Exercise:
Write the data below out exactly as it stands. Do not include the pictures.

═══ Dataset entries

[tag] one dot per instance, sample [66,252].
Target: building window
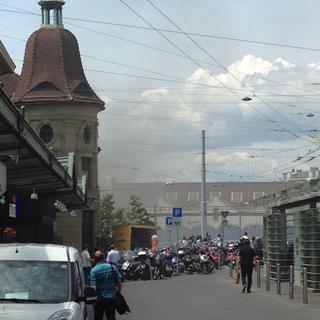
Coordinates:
[215,196]
[86,135]
[193,197]
[46,133]
[257,195]
[86,169]
[236,196]
[171,196]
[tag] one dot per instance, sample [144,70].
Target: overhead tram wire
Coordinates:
[23,11]
[93,57]
[150,47]
[224,68]
[258,42]
[163,105]
[196,63]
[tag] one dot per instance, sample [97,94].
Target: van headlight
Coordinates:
[62,315]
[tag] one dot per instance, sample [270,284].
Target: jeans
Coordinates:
[105,306]
[246,275]
[86,273]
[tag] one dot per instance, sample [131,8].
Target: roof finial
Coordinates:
[56,7]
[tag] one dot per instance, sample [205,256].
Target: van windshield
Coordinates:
[43,281]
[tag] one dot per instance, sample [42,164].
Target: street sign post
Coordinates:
[169,222]
[177,222]
[169,225]
[177,212]
[3,179]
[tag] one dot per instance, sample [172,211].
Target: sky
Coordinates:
[162,88]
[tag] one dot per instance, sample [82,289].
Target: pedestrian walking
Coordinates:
[246,257]
[113,256]
[106,280]
[86,262]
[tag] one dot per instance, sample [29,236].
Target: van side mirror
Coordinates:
[89,291]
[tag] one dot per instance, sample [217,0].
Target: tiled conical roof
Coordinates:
[52,70]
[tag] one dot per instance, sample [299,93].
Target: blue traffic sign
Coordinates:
[177,212]
[169,221]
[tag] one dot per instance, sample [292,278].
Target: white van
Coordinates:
[41,282]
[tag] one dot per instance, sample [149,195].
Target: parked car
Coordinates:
[42,282]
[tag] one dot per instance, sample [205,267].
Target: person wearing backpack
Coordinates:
[105,278]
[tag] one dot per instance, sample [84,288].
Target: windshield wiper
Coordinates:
[21,300]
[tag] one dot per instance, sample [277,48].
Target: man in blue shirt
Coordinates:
[106,279]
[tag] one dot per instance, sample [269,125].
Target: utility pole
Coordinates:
[203,208]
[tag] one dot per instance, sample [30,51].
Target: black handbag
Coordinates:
[121,303]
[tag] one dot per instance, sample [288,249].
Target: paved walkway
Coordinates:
[209,297]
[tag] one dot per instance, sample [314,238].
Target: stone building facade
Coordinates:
[62,108]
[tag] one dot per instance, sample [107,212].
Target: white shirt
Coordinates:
[85,257]
[113,257]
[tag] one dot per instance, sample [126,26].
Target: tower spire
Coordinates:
[55,6]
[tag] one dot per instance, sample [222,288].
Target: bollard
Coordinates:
[291,282]
[278,280]
[230,271]
[258,274]
[267,276]
[305,286]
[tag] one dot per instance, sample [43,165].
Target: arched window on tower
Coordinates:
[86,135]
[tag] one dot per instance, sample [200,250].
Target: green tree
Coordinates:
[138,214]
[110,218]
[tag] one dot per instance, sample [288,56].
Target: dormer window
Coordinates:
[46,133]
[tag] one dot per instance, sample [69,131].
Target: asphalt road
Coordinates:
[208,297]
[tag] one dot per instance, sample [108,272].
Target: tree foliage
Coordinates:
[138,214]
[111,217]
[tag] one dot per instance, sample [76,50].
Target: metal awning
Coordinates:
[30,164]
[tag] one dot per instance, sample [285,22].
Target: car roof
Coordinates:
[37,252]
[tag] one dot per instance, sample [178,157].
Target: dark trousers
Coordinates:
[246,275]
[107,307]
[86,273]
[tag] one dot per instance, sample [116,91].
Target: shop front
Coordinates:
[32,181]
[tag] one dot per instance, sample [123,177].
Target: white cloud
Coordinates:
[158,137]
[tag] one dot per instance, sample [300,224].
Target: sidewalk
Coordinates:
[213,296]
[313,298]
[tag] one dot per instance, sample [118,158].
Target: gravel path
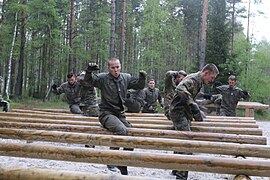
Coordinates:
[96,168]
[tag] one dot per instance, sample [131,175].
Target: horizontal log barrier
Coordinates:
[218,137]
[145,119]
[188,146]
[20,173]
[225,130]
[139,159]
[94,121]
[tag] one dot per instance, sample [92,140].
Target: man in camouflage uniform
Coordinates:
[88,96]
[71,88]
[151,96]
[230,97]
[172,79]
[114,86]
[3,103]
[184,108]
[135,100]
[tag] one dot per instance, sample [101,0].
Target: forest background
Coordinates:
[41,41]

══════

Response for this exercise:
[tag] one dot per instance, sample [66,252].
Target: building window
Coordinates:
[215,196]
[86,135]
[193,197]
[46,133]
[257,195]
[86,169]
[236,196]
[171,196]
[tag] one dot per instance, sample [144,70].
Target: overhead tram wire
Coordinates:
[23,11]
[93,57]
[150,47]
[224,68]
[258,42]
[163,105]
[196,63]
[tag] one dot per instance, sample [97,94].
Target: van headlight
Coordinates:
[62,315]
[tag] one dot per instance, sample [270,284].
Target: jeans
Coordinates:
[105,306]
[246,275]
[86,273]
[tag] one dot per instance, sample [131,8].
Target: roof finial
Coordinates:
[56,7]
[tag] one dot per instance, sample [205,256].
Target: van windshield
Coordinates:
[43,281]
[tag] one dot per instance, sample [42,164].
Target: street sign post
Coordinates:
[169,222]
[177,222]
[169,225]
[177,212]
[3,179]
[tag] one dot per instance, sample [172,211].
Target: sky
Coordinates:
[162,88]
[tag] one dot per instance, sample [82,289].
Target: pedestrian walking
Coordinates:
[246,257]
[113,256]
[106,280]
[86,262]
[tag] one dot per instance, sample [29,236].
Target: van side mirror
Coordinates:
[89,291]
[tag] one dot per instance, sample [217,0].
Target: tiled conical roof
Coordinates:
[52,70]
[tag] one dot per instance, sample [299,93].
Target: blue traffic sign
Coordinates:
[177,212]
[169,221]
[tag] one dot per instance, sample [292,278].
Target: white van
Coordinates:
[41,282]
[tag] one dot per instance, sample [149,195].
Target: parked car
Coordinates:
[42,282]
[tag] one dot per instance, sample [205,267].
Target: person wearing backpack
Coordinates:
[105,278]
[tag] one dot per instance, sample [84,288].
Target: windshield wiper
Coordinates:
[21,300]
[tag] one dot per instance, sample [277,48].
Target: man in blue shirt
Coordinates:
[106,279]
[tag] one dot per instance, sample [269,125].
Target: utility pole
Coordinates:
[203,208]
[tag] one dot per instance, sample [30,51].
Target: black handbag
Coordinates:
[121,303]
[tag] one dot per instance, sample [288,249].
Target: paved walkway
Coordinates:
[209,297]
[tag] one dot per instance, sample [314,238].
Target: stone building facade
Coordinates:
[62,108]
[tag] one dot per instance, sample [107,212].
Target: white shirt
Coordinates:
[85,257]
[113,257]
[tag] one dot per instance, sample [126,26].
Target: tower spire
Coordinates:
[55,6]
[tag] one dot per instance, sample [222,288].
Target: bollard
Coordinates:
[291,282]
[278,280]
[230,271]
[258,274]
[267,276]
[305,286]
[tag] one dot per instance, sample [43,165].
Target: arched window on tower
Coordinates:
[86,135]
[tag] one dot per instance, sample [200,250].
Target: green tree
Coordinates:
[138,214]
[110,218]
[tag] one dot per instance, sample [288,56].
Target: dormer window
Coordinates:
[46,133]
[tag] one dot per instance, sample [69,131].
Target: asphalt road
Coordinates:
[208,297]
[tag] one dot per instance, sample [108,272].
Target: tree foliage
Coordinates:
[138,214]
[111,217]
[tag] one dot per instance, sample [76,50].
Target: metal awning
Coordinates:
[30,164]
[tag] one dot per instance, sample [285,22].
Target: car roof
Coordinates:
[37,252]
[tag] one dot per instance, sample [178,157].
Target: dark trousers
Coordinates:
[246,275]
[107,307]
[86,273]
[tag] one dot per instance, sample [116,91].
Target: shop front
Coordinates:
[32,181]
[tag] one dot per instance, sample [123,177].
Target: white cloud
Coordinates:
[158,137]
[tag] one dot per instance, sample [300,224].
Target: sidewalk
Coordinates:
[213,296]
[313,298]
[tag] one dot per instance, sample [118,158].
Target: gravel path
Coordinates:
[96,168]
[tag] one dot per instance, sample [131,175].
Target: horizontal log barrier
Coordinates:
[218,137]
[145,119]
[188,146]
[20,173]
[225,130]
[139,159]
[94,121]
[tag] one dot per instance, sample [92,140].
Target: man in camouflage uniform
Coordinates:
[88,96]
[71,88]
[151,96]
[230,97]
[172,79]
[114,86]
[3,103]
[184,108]
[135,100]
[tag] one dot per instance, sample [101,0].
Target: forest background
Coordinates:
[41,41]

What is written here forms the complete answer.